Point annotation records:
— Begin —

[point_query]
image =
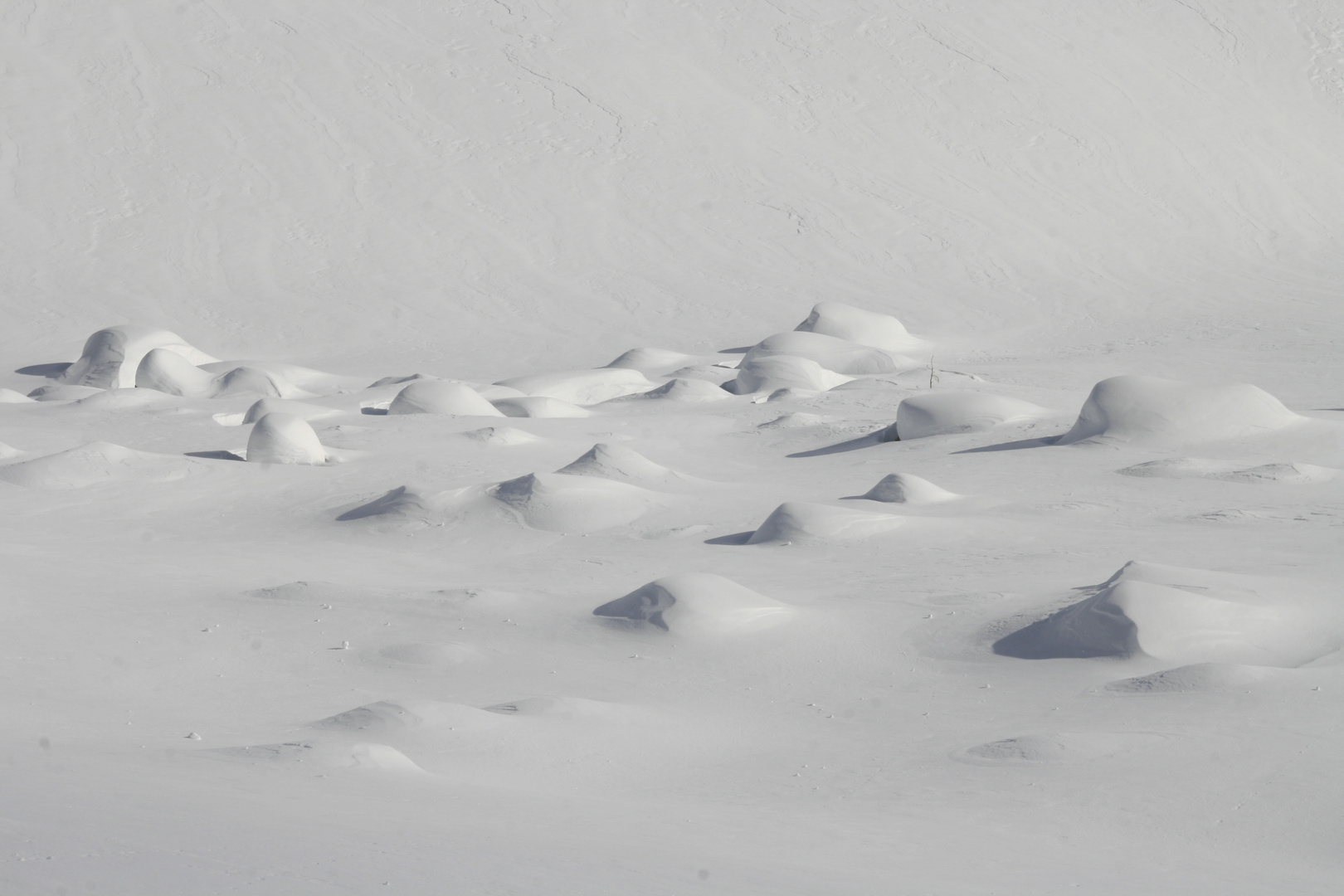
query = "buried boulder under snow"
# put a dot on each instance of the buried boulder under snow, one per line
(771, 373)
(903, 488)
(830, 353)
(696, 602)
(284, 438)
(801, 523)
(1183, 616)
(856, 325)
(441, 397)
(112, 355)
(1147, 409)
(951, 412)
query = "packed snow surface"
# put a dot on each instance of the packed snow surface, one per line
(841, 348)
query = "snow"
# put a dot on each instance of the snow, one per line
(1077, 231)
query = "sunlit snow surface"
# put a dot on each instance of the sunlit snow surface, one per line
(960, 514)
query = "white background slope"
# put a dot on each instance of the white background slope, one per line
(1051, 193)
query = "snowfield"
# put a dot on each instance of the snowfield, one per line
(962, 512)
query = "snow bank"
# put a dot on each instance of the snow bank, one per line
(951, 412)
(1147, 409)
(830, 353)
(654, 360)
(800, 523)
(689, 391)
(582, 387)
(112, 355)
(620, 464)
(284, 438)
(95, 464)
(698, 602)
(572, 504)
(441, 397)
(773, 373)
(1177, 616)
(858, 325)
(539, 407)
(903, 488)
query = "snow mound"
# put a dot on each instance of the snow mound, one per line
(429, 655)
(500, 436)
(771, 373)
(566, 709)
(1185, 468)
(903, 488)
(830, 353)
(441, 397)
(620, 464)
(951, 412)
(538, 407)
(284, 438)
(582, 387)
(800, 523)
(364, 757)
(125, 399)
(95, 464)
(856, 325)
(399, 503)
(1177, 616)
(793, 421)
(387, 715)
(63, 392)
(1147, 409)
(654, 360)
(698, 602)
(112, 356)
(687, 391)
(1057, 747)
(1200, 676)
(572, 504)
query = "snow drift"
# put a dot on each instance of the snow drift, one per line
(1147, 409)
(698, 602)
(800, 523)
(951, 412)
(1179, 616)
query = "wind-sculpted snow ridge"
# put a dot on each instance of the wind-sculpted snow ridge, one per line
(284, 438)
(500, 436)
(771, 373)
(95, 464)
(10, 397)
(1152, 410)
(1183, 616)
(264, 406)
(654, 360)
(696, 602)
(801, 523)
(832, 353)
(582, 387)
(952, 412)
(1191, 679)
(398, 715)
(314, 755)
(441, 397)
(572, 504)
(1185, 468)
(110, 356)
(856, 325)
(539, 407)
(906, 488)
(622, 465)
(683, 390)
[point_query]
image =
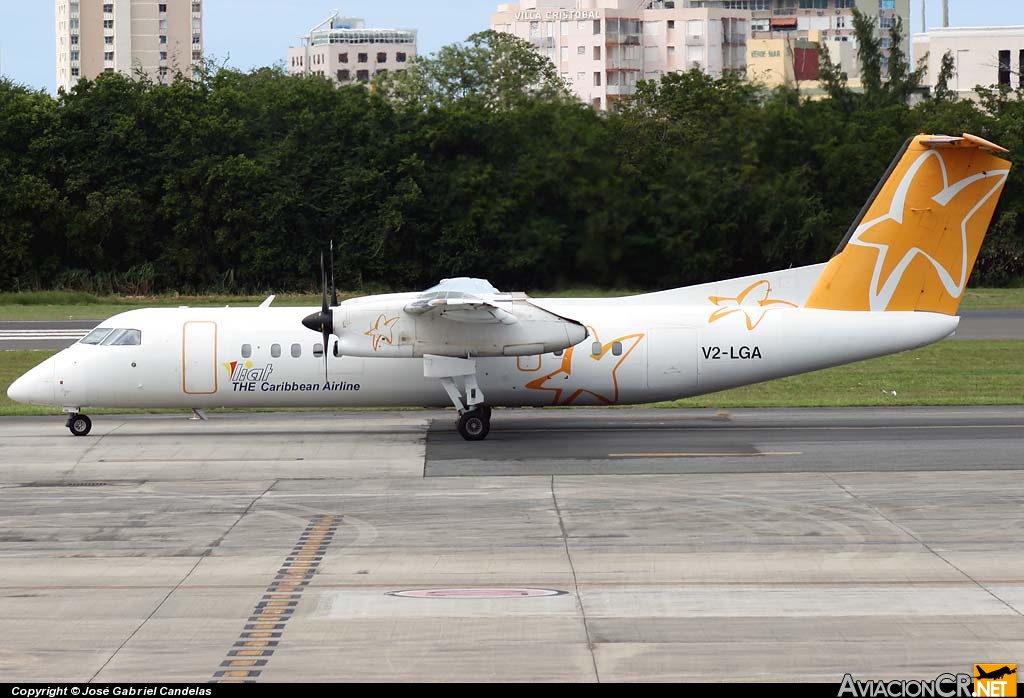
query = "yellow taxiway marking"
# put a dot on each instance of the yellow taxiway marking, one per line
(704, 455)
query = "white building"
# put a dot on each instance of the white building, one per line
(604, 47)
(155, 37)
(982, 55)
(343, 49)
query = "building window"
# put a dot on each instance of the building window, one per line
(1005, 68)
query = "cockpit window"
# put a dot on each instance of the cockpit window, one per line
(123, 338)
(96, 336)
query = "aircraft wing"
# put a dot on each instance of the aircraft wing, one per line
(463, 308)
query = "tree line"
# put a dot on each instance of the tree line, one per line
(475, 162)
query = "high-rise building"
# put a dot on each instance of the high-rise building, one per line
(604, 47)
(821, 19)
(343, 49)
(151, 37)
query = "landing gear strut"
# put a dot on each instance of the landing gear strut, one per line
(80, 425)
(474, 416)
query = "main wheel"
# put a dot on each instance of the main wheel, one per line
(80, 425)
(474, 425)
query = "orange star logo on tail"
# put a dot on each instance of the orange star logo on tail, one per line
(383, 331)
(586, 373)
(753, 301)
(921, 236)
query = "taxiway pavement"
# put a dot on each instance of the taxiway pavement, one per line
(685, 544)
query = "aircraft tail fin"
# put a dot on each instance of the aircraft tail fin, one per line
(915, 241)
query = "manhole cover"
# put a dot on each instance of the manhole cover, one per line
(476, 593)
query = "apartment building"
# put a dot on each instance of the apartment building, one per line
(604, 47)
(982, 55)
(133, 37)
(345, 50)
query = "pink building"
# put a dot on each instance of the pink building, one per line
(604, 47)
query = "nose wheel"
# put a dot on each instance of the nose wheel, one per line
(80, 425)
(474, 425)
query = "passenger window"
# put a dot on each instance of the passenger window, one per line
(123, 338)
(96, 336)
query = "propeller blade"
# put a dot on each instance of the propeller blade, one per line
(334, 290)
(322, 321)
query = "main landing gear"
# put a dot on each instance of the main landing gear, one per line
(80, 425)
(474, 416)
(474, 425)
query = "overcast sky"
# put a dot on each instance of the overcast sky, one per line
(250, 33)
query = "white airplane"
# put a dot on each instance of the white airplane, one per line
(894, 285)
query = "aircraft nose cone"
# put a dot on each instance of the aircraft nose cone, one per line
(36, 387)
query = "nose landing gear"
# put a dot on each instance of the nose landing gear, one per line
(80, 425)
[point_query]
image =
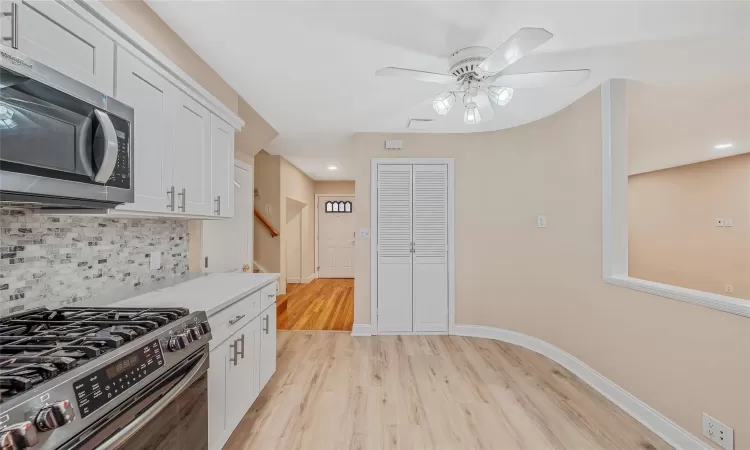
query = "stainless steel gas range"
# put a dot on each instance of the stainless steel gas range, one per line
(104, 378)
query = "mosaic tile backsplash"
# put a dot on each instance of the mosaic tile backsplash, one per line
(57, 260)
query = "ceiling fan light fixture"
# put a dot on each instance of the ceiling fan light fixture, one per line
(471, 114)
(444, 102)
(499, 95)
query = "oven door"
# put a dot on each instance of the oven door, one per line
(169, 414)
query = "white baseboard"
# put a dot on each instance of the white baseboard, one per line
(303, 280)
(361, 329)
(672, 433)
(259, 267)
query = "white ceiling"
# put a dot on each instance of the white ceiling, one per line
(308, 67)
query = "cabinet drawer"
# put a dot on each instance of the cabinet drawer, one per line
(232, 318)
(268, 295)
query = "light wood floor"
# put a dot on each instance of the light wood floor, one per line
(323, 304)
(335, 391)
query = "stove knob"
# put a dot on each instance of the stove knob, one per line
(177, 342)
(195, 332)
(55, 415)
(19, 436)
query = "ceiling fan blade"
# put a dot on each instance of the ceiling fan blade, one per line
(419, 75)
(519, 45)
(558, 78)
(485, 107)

— End —
— Begin —

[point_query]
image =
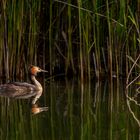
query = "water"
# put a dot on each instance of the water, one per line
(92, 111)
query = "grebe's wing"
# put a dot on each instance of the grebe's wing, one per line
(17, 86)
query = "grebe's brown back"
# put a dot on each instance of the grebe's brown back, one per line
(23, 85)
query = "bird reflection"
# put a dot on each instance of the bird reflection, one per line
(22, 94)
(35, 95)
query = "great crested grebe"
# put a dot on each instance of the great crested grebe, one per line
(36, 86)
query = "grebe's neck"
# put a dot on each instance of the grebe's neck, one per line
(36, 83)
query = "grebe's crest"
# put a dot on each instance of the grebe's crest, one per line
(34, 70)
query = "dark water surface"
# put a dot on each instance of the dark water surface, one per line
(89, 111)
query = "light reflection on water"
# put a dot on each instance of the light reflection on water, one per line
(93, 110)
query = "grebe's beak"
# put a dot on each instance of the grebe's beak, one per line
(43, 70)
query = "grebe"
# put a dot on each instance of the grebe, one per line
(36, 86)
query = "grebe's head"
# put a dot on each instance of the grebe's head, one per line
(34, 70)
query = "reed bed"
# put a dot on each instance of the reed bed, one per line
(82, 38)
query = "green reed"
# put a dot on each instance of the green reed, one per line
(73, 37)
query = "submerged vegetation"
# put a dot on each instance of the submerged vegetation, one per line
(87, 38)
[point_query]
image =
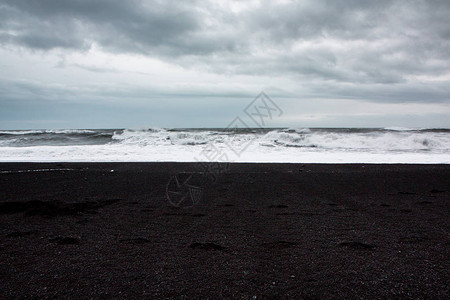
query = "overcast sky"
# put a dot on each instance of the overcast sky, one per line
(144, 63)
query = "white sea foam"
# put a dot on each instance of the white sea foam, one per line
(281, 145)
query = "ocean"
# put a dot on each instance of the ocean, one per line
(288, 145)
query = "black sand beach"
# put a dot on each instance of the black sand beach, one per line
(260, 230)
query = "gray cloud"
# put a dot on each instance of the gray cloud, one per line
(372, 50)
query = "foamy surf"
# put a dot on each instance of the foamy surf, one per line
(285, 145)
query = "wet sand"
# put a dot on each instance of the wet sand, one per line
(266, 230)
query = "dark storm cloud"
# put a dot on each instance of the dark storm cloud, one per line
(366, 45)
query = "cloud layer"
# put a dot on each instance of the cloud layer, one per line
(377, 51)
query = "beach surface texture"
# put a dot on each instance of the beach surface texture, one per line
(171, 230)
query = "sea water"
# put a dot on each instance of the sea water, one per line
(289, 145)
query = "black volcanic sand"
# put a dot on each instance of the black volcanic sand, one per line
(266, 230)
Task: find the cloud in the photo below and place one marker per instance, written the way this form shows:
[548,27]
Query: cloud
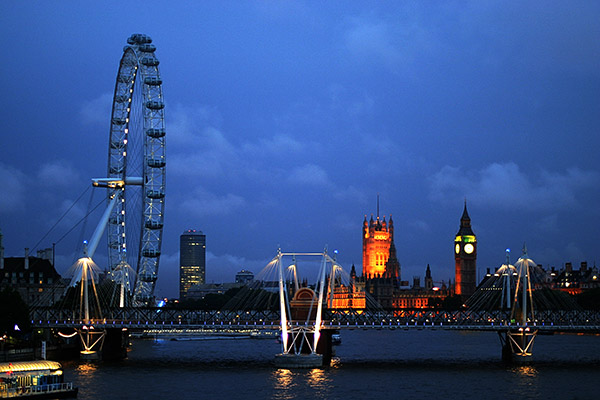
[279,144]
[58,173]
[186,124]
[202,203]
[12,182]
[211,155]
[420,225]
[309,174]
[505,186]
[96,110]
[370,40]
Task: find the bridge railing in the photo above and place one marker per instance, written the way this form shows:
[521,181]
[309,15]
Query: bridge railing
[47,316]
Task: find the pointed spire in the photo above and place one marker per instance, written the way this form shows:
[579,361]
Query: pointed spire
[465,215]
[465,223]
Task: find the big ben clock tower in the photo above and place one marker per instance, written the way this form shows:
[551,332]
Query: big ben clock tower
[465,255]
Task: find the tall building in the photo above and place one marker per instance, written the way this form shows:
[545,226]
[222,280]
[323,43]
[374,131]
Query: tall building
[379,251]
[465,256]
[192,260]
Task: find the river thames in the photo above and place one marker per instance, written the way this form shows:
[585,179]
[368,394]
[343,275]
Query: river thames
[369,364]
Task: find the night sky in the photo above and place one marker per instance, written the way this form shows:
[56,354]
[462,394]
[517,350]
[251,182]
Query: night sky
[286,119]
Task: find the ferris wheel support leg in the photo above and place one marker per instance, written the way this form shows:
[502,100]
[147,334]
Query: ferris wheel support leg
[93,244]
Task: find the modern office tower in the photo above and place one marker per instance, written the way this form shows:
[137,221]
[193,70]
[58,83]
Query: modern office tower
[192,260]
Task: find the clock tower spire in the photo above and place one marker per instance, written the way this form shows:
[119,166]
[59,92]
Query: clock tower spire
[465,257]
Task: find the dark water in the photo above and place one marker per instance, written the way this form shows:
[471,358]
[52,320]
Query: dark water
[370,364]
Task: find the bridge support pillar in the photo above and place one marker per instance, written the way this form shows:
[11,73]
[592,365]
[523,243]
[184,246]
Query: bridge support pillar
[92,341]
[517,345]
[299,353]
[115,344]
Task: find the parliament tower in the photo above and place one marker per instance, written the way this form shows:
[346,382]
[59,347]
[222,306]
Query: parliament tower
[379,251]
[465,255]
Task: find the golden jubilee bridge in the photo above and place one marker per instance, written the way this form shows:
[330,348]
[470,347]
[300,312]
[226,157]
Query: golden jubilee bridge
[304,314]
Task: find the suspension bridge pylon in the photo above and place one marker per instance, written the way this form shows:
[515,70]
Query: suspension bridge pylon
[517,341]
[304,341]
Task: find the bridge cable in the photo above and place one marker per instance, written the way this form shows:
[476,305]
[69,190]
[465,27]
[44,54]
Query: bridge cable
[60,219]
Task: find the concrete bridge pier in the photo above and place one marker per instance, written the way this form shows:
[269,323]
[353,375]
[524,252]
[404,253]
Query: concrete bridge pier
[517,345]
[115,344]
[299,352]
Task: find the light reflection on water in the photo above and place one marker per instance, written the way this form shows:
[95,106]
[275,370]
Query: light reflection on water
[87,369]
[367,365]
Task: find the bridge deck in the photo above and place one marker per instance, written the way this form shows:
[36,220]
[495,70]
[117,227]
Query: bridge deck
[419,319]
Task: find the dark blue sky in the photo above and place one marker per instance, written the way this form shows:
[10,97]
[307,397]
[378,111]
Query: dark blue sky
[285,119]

— End —

What needs to be done: From the records above, pull out every line containing the word "beak", matching its case exactly, and copy each such line in full.

In response:
query = "grebe's beak"
# put a dot on each instance of the grebe's beak, one per line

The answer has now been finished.